● **Text provided**
- Opening Delimiter -
Burying their dead and still digging out
“They say we have a another storm coming,” says Brittany Ginn, after attending the funeral of her aunt, uncle, and cousin on Saturday morning near Nixville in Hampton County, South Carolina, “I’m terrified. I don’t know where I’m gonna be, but I’m not gonna be out here.”
Standing in her parents front yard, there is devastation caused by Monday morning’s EF-3 tornado in every direction. About two hundred yards to the south the funeral service on the family plot finishes up as folks walk across the wrecked landscape, returning to their cars and homes — or what’s left of them.
About a hundred yards to the west, a grey porch is all that remains from the trailer home where Donna and Jim Breland, and daughter Kayla Breland, 26, lived. Their bodies were found Monday morning a couple hundred yards away, near their final resting spot at the family cemetery.
“Everybody on Ginn Hill [Dr.], on down the road, is pretty much our family. It's like a little circle of family, but after the storm, it's not gonna be the same at all.” says Ginn.
Just after the funeral crowd disperses, Dennis Smith arrives to his home across the street. It’s the home where his mother was raised. The metal roof has a large jagged hole, the result of a fallen tree. A tree also fell on the house next door, where Smith’s mother and brother now live.
“We just tried to steer clear of it this morning,” Smith says of the funeral he describes as limited to immediate family only, “so we're just getting here.” The Brelands were family but he wanted to avoid the congestion.
- Closing Delimiter -
● **Using the information**
1 > According to the tornado article, what is all that remains of the trailer home where the Brelands lived?
2 > Extend the tornado article past its final paragraph.
The lines that come next are separate material and are not part of the tornado article.

● **Region descriptions in natural language**
- Opening Delimiter -
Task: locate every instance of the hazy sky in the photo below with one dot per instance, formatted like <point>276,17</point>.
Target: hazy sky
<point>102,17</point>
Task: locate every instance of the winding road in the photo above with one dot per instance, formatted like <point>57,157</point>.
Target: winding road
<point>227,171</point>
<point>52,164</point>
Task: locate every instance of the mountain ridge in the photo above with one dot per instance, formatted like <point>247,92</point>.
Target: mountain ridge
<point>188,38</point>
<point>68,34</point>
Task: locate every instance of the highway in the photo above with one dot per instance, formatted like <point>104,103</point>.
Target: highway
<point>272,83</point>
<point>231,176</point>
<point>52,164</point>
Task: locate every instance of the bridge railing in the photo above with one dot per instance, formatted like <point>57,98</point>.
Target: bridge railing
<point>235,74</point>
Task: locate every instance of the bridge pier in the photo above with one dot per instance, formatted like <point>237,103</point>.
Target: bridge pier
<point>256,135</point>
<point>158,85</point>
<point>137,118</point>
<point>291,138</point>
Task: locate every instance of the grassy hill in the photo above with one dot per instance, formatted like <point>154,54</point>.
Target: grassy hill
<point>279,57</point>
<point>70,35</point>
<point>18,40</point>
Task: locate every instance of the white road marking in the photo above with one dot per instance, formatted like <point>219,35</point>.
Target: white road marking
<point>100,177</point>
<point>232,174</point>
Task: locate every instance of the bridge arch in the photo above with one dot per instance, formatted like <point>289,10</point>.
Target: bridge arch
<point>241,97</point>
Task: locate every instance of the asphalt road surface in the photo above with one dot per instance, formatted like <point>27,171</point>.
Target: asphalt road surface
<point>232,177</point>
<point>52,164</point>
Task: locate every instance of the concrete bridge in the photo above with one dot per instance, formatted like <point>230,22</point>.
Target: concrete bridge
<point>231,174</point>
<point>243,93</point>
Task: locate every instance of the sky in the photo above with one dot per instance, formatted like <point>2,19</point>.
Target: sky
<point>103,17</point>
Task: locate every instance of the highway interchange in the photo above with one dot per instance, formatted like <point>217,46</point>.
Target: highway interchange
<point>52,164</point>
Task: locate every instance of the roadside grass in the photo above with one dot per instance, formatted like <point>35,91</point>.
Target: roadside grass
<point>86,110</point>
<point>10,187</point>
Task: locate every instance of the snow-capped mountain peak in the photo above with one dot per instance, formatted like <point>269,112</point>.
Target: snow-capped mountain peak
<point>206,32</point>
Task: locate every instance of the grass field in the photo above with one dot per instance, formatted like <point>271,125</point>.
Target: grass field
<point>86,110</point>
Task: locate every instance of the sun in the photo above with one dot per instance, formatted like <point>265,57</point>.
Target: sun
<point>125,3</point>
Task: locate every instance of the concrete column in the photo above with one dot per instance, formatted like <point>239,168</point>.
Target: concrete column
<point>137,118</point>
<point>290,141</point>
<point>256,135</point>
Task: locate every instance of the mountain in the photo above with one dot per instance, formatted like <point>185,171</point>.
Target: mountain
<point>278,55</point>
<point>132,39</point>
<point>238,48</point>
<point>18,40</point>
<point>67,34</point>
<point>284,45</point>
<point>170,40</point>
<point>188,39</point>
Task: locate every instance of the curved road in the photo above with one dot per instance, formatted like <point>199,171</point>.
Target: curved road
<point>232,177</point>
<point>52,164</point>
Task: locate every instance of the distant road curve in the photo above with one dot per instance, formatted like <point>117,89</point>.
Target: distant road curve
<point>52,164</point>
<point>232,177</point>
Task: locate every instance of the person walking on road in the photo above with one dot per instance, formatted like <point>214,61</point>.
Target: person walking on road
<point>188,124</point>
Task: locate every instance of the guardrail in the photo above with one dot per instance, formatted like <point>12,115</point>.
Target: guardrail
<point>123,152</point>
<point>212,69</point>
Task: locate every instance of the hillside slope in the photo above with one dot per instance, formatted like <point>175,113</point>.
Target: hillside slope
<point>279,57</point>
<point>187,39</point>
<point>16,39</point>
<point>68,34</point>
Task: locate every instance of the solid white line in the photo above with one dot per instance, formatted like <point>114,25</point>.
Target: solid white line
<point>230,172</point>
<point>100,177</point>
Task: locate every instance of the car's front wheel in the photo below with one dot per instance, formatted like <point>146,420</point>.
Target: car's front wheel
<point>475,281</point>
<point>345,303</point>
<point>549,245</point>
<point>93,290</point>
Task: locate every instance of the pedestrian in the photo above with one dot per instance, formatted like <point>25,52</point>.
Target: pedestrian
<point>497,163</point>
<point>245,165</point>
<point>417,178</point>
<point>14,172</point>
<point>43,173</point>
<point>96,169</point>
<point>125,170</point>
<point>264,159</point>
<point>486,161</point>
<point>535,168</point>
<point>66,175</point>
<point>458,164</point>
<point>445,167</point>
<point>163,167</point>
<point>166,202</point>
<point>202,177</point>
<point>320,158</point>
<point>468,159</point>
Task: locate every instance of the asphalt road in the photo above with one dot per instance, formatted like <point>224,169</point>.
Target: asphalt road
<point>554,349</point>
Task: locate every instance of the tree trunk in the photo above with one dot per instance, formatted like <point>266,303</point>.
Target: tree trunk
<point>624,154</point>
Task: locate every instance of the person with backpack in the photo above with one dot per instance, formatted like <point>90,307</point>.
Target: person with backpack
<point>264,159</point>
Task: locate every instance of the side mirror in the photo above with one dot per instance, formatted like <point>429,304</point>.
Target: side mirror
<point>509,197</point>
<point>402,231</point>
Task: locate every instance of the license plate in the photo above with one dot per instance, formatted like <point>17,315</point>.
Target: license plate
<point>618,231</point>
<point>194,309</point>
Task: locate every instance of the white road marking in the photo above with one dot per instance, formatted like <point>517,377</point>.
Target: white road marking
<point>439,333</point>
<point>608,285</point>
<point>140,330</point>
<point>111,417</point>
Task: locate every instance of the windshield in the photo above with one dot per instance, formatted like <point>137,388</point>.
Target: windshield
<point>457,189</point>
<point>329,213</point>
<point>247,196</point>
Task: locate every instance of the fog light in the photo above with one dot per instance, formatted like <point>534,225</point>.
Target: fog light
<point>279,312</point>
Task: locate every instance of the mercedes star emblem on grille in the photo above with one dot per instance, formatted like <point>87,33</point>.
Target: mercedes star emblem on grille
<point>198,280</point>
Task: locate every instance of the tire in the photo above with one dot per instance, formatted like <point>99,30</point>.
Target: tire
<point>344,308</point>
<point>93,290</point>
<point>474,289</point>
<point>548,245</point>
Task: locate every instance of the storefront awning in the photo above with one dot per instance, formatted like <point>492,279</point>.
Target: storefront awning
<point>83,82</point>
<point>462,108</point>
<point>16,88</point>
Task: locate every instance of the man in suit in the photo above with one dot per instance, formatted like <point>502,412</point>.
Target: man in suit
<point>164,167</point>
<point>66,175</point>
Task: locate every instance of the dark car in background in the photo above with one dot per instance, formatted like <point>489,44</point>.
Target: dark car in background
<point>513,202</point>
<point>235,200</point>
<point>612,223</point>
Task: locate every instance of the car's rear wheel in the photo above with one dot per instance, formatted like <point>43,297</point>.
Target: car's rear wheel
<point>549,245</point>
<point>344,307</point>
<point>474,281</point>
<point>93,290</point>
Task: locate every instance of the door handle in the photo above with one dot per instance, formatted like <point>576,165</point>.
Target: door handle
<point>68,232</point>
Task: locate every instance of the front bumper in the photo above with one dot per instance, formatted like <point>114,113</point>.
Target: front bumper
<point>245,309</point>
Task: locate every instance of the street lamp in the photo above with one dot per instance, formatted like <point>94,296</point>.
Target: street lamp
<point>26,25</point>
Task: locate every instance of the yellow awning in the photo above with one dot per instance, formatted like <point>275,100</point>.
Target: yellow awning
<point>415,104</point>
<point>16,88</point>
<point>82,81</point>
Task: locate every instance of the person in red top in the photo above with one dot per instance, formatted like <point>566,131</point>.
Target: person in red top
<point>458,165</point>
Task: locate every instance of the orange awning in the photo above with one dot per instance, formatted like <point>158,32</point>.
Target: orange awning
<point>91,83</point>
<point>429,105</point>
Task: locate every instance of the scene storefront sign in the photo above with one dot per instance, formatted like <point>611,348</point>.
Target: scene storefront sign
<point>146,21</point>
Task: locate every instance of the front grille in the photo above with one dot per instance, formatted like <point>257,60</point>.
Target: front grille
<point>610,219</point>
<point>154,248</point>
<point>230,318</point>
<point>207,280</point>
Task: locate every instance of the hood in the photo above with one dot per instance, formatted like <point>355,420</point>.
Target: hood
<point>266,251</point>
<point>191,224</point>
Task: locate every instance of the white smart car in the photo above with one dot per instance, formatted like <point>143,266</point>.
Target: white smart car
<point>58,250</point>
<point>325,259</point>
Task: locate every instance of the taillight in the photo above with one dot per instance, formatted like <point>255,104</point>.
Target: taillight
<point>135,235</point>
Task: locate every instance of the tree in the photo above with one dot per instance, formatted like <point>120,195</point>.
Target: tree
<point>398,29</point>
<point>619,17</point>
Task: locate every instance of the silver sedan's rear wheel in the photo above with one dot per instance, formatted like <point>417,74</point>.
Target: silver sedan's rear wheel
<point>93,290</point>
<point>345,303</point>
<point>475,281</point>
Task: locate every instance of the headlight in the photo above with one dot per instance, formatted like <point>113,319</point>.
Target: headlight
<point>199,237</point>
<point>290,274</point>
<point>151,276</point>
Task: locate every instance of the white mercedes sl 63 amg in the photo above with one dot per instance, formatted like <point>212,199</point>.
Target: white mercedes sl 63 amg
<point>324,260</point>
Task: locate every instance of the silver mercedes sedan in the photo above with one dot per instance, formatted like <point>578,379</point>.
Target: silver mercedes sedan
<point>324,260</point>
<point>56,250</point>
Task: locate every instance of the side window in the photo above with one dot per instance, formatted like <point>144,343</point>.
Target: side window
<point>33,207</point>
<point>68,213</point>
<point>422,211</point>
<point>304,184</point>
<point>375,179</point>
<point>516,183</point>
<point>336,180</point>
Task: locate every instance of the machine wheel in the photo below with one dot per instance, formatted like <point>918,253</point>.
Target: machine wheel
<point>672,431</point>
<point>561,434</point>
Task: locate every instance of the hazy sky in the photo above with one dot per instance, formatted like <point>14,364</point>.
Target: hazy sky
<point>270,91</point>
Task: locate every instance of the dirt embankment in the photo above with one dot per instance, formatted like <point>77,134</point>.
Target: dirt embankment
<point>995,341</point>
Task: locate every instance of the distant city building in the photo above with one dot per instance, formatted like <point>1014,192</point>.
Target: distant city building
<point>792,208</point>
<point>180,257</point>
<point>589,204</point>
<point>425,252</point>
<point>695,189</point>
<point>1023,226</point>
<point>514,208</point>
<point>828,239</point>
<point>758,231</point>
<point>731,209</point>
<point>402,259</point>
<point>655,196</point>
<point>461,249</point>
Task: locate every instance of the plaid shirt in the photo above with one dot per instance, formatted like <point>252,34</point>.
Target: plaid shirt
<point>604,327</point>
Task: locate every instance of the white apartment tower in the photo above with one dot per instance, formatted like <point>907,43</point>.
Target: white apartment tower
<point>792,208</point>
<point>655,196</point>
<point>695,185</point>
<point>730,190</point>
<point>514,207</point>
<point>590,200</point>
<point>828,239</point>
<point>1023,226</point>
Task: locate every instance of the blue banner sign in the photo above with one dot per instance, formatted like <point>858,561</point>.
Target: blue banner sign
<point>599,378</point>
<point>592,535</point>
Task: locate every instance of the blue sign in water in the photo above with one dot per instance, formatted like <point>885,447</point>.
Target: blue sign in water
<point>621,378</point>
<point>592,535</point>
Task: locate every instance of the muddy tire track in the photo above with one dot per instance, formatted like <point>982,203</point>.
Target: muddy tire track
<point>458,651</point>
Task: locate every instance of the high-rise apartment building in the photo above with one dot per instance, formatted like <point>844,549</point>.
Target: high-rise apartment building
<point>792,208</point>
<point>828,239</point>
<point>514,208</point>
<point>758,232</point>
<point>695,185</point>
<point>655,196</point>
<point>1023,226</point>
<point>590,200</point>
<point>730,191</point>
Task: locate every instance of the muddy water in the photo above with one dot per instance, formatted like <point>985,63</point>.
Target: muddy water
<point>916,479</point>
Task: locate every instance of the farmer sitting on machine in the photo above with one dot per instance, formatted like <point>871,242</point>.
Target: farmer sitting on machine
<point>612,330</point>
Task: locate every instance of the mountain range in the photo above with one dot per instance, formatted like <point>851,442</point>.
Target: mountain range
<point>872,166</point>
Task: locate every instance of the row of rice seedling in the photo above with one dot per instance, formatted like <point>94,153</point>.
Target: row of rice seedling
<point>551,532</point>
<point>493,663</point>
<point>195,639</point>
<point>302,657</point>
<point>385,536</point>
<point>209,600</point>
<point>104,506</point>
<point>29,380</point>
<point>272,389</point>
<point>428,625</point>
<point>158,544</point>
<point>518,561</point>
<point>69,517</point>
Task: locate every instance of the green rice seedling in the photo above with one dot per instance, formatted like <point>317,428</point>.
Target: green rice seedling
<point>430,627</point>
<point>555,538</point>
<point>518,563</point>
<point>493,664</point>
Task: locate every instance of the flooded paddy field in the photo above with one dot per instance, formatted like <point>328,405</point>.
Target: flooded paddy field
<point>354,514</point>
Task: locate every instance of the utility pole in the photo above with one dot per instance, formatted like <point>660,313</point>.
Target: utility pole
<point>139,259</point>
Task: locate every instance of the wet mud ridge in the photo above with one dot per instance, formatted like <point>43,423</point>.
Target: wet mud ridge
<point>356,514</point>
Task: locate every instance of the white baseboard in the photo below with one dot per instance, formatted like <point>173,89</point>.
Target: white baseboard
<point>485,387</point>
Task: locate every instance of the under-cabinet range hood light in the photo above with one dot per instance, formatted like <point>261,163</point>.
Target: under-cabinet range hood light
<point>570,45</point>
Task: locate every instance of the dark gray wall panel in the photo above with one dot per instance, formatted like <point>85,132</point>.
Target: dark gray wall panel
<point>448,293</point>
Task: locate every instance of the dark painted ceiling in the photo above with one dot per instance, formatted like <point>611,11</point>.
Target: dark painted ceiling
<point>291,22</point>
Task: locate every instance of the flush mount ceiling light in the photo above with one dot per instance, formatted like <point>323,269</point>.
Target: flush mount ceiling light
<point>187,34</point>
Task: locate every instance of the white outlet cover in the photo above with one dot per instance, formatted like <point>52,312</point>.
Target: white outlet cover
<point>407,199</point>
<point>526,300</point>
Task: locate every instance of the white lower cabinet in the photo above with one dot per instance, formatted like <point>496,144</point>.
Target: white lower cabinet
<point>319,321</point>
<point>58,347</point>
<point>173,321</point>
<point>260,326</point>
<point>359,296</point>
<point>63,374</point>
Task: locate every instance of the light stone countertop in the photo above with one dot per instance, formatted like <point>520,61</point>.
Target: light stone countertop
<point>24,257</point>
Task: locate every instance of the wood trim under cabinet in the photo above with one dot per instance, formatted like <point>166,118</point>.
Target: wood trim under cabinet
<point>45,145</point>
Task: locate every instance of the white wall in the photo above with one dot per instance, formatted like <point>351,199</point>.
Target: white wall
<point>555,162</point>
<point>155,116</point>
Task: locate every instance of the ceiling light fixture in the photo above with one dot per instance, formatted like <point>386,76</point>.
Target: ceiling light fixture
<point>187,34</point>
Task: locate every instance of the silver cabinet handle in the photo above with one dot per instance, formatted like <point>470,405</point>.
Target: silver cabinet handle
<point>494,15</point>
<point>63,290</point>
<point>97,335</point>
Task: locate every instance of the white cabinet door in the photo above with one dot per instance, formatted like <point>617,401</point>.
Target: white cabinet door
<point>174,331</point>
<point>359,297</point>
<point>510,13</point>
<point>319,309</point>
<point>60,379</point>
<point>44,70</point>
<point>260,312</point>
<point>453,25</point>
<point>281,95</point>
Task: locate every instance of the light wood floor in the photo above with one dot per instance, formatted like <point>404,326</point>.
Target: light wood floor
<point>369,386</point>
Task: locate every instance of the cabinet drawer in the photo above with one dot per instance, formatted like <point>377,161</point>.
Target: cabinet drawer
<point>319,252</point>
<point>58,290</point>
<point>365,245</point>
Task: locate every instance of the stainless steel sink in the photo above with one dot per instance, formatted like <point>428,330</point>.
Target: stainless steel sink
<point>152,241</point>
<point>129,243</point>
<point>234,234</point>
- Closing Delimiter -
● **List of answers**
1 > A grey porch.

2 >
Smith and his wife were at her house in Varnville on Monday morning when the tornado tore through the neighborhood. “We split time with each house,” says Smith, who served in Afghanistan from 2007-2008. Five days later, now that the tree is off the house he feels safer about entering to retrieve valuables.
“I'm gonna try and save some of this stuff if possible but I don't know,” he says, referring to many of the family antiques. “Until the adjuster comes I don't know what to do. I don't know whether to try and take it out or leave it? I just don't know where to go at this point."
High on his list of items to retrieve today are his military awards and a hat signed by Garth Brooks, Charlie Daniels, and Willie Nelson, both of which are located on the side of the master bedroom most damaged by the storm. To get to them, Smith navigates across a pile of debris, pushes a piece of the metal roof out of the bedroom and twists a piece of lumber in two. Eventually, he finds them. Both appear to have survived the elements.
Severe storms are expected to hit the state again today and tomorrow as the rural community contends with recovery from a tornado, amid a pandemic in the state now reporting more than 4,000 positive cases of COVID-19 and more than 100 deaths attributed to the novel Coronavirus.